Exercise goal → Return only the lines starting at the line that contains "of the logo" and ending with the final line of the listing; include both endpoints.

Records for the exercise →
"""

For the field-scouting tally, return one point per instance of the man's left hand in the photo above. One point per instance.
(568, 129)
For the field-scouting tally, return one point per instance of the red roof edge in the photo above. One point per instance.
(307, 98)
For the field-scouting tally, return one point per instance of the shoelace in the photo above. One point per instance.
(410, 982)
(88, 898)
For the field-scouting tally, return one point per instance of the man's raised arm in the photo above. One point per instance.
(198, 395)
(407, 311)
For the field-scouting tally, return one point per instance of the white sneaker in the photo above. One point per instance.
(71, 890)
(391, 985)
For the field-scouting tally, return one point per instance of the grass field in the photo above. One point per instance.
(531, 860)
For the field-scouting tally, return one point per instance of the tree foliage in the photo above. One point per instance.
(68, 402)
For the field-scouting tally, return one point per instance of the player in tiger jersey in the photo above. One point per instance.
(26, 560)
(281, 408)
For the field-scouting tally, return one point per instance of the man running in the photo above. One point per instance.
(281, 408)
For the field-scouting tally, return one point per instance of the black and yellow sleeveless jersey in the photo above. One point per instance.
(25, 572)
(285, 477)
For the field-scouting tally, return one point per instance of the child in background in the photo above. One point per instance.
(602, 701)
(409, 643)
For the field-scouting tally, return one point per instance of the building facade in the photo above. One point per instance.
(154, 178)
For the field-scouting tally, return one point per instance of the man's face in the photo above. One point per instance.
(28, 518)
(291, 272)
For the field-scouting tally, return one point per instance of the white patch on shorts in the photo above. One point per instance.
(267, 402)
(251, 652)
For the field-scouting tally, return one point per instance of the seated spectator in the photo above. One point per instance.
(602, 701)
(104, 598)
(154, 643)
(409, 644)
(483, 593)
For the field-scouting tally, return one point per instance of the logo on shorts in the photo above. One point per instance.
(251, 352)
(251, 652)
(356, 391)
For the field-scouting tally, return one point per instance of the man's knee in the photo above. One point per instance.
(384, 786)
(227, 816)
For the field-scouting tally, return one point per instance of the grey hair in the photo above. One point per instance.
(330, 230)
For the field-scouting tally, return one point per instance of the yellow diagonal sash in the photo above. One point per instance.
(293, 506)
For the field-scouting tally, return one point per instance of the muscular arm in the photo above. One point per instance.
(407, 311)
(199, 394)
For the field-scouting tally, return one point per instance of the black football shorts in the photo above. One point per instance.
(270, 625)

"""

Task output →
For the field-scouting tally, return one point per instance of the logo on shorts in the photo above. One point per instance.
(251, 352)
(251, 652)
(356, 391)
For the field-scouting tally, return one point per instance of the man's knee in the photo above. One point per instance.
(384, 786)
(227, 816)
For the field-scouting tally, return one point per instance of the grey hair in the photo above. One point per instance.
(330, 230)
For the field-scouting tally, return one point per instance of the yellow diagonal sash in the photo above. One point per instance.
(293, 506)
For the field-scouting tally, return one point per instance of the muscular arm in the photo above. One point per instance.
(407, 311)
(199, 394)
For the field-scouting tally, return one point per instance of the black football shorts in the photo above. One point per instance.
(270, 625)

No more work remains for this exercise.